*PASSAGE*:
Realization of high-efficiency AlGaN deep ultraviolet light-emitting diodes with polarization-induced doping of the p-AlGaN hole injection layer

Yi-Wei Cao(曹一伟)1, Quan-Jiang Lv(吕全江)1,†, Tian-Peng Yang(杨天鹏)2,3, Ting-Ting Mi(米亭亭)3, Xiao-Wen Wang(王小文)3, Wei Liu(刘伟)3, and Jun-Lin Liu(刘军林)1,‡
1 School of Materials Science and Engineering, Jiangsu University, Zhenjiang 212013, China;
2 EpiTop Optoelectronic Co., Ltd, Ma'anshan 243000, China;
3 Ma'anshan Jason Semiconductor Co., Ltd, Ma'anshan 243000, China
Abstract  We investigate the polarization-induced doping in the gradient variation of Al composition in the p-Al$_{0.75}$Ga$_{0.25}$N/Al$_{x}$Ga$_{1-x}$N hole injection layer (HIL) for deep ultraviolet light-emitting diodes (DUV-LEDs) with an ultra-thin p-GaN (4 nm) ohmic contact layer capable of emitting 277 nm. The experimental results show that the external quantum efficiency (EQE) and wall plug efficiency (WPE) of the structure graded from 0.75 to 0.55 in the HIL reach 5.49% and 5.04%, which are improved significantly by 182% and 209%, respectively, compared with the structure graded from 0.75 to 0.45, exhibiting a tremendous improvement. Both theoretical speculations and simulation results support that the larger the difference between 0.75 and $x$ in the HIL, the higher the hole concentration that should be induced; thus, the DUV-LED has a higher internal quantum efficiency (IQE). Meanwhile, as the value of $x$ decreases, the absorption of the DUV light emitted from the active region by the HIL is enhanced, reducing the light extraction efficiency (LEE). The IQE and LEE together affect the EQE performance of DUV-LEDs. To trade off the contradiction between the enhanced IQE and decreased LEE caused by the decrease in Al composition, the Al composition in the HIL was optimized through theoretical calculations and experiments.

Records contained in a dataset
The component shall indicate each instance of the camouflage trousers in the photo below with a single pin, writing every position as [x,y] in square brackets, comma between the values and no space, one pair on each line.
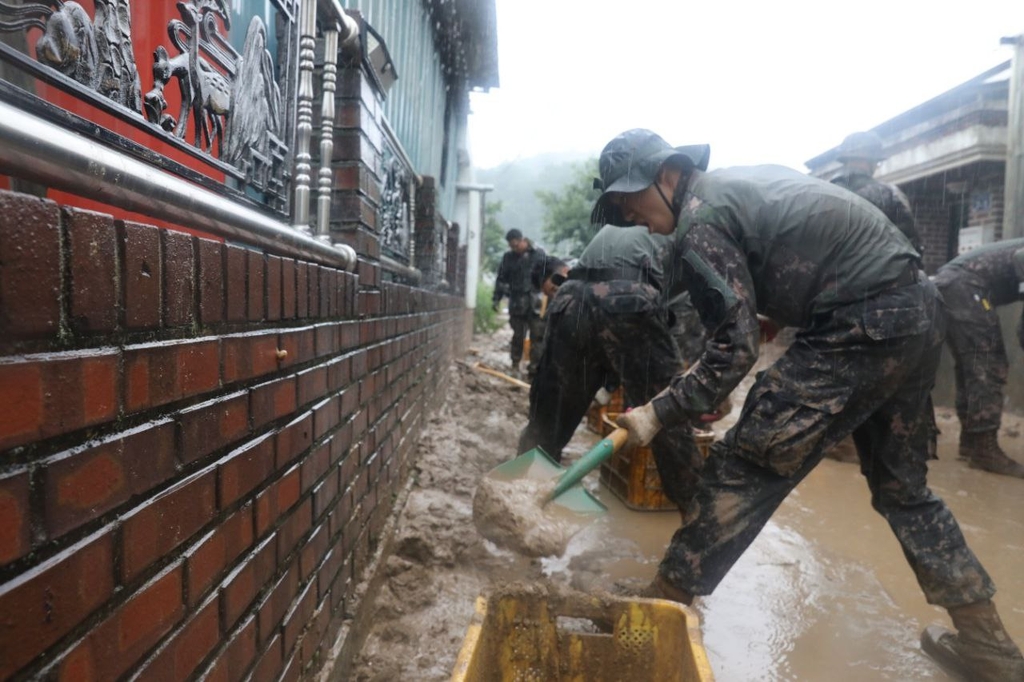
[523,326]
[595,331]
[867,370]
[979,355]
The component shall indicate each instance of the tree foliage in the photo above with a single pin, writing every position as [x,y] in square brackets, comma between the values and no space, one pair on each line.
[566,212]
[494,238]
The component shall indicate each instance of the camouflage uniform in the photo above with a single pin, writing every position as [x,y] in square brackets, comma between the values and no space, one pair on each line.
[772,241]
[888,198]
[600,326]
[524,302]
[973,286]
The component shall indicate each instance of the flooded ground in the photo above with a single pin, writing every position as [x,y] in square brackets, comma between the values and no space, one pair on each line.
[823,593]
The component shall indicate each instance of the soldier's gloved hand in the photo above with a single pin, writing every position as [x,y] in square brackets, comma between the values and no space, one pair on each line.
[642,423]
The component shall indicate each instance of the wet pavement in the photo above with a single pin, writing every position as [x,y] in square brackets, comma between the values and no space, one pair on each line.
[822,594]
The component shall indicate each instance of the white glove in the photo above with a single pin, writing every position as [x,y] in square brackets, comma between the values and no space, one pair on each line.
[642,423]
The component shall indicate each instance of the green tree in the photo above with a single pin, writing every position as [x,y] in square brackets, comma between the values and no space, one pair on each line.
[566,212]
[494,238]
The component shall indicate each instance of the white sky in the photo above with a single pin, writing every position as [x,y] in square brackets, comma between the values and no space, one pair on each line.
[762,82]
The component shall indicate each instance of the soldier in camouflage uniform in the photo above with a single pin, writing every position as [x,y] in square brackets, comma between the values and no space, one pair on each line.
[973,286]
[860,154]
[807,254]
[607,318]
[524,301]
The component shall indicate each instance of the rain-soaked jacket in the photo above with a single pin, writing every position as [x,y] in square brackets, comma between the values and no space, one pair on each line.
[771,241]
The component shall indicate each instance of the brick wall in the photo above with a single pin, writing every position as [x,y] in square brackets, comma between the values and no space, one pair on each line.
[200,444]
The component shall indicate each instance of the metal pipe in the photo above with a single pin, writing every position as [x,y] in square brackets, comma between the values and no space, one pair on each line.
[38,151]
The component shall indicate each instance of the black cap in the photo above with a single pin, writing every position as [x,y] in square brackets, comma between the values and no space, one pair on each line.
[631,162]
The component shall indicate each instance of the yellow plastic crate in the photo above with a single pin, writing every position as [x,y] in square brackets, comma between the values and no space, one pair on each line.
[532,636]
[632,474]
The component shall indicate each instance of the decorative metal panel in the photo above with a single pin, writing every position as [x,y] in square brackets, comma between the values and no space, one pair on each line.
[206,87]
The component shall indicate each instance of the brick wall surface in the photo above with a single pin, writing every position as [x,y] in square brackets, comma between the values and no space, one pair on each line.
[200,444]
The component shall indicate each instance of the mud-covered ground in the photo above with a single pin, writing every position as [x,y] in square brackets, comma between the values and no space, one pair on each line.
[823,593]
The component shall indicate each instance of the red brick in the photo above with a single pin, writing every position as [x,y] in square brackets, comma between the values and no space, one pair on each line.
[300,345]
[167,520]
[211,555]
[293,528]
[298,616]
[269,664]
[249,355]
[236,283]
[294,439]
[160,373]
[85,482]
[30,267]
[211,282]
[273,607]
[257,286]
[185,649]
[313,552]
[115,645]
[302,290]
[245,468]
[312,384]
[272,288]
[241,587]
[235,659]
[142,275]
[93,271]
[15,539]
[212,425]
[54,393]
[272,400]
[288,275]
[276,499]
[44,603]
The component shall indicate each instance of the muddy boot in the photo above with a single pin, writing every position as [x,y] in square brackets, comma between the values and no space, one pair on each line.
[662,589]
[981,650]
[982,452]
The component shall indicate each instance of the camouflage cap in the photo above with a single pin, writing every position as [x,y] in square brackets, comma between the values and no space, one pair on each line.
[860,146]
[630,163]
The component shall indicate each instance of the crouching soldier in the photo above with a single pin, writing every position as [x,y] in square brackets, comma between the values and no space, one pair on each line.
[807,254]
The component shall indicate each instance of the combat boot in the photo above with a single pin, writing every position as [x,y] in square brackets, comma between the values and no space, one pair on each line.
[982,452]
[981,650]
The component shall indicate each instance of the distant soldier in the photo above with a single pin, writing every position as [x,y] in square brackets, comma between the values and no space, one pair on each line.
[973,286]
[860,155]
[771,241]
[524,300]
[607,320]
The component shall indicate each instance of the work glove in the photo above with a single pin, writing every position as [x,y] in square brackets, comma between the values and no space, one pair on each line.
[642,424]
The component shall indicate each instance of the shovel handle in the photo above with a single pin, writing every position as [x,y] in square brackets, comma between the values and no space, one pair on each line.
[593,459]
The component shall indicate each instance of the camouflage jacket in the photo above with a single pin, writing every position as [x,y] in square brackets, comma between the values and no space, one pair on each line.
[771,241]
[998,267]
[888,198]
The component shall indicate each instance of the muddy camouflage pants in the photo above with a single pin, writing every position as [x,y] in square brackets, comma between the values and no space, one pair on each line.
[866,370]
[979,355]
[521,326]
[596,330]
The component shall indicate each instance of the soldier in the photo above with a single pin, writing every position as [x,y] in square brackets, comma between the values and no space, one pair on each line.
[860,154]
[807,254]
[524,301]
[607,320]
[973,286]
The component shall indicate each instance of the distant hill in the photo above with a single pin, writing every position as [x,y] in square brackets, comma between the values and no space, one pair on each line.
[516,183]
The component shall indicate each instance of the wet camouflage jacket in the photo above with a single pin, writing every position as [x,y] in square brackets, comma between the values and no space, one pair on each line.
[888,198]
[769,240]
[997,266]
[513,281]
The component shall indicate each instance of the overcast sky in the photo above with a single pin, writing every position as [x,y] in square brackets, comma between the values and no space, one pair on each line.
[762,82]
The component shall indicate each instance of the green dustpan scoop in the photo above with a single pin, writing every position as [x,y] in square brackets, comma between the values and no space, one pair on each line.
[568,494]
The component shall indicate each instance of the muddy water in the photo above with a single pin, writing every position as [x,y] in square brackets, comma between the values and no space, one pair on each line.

*DIRECTION 1*: List every efficiency measure that the LED abstract names along with its abbreviation.
*DIRECTION 2*: Give again the part of the listing that begins with the line containing "The component shall indicate each instance of the green dustpan" and continues through the end of the listing, with 84 added to every coordinate value.

*RESULT 1*:
External quantum efficiency (EQE)
Wall plug efficiency (WPE)
Internal quantum efficiency (IQE)
Light extraction efficiency (LEE)

*RESULT 2*:
The component shall indicate each instance of the green dustpan scoop in the photo above with a single pin, writing every position as [x,y] in square brackets, comma between the values and no space, one pair on each line.
[652,578]
The component shall indicate each instance of the muddy water in the photo above with a single pin, writing every position as [x,y] in square brackets, comma between the values and no space, one pair on each line.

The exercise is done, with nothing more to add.